0

I am trying to make a function to create a new column with the following parameters.

import pandas as pd 

data = {'weekdaystart': ['Monday', 'Monday'], 'weekdayend': ['Monday', 'Tuesday'],'starthour': [7,21] ,'endhour':[15,7]}
dc = pd.DataFrame.from_dict(data)

def lol(dt,col1,col2,col3,col4):
    for i in dt.index:
        a = dt[col1].iloc[i]
        b = dt[col2].iloc[i]
        c = dt[col3].iloc[i]
        d = dt[col4].iloc[i]

        if a == b:
            if 7 < c <= 15 and 7 < d <= 15:            
                return d - c
            else:
                
                return 0
        else:
            
            return 
            
dc['Weekday_Day_hr'] = dc.apply(lol(dc,'weekdaystart','weekdayend','starthour','endhour'))

+ + + +

— Your instructions —
Reproduce the part of the pandas question between "I am trying" and "dc = pd.DataFrame.from_dict(data)", inclusive, word for word.

[Data drawn from a source]

+ + + +

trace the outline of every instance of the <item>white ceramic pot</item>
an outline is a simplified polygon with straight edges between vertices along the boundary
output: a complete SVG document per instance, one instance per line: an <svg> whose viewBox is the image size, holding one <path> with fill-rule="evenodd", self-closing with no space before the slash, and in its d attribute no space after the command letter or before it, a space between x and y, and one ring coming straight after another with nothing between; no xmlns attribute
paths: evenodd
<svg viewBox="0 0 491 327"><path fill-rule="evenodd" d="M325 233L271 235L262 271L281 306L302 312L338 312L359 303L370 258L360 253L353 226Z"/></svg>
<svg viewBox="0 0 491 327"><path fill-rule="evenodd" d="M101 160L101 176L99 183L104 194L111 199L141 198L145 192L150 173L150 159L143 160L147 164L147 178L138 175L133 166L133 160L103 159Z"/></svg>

+ + + +

— Exercise response —
I am trying to make a function to create a new column with the following parameters.

import pandas as pd 

data = {'weekdaystart': ['Monday', 'Monday'], 'weekdayend': ['Monday', 'Tuesday'],'starthour': [7,21] ,'endhour':[15,7]}
dc = pd.DataFrame.from_dict(data)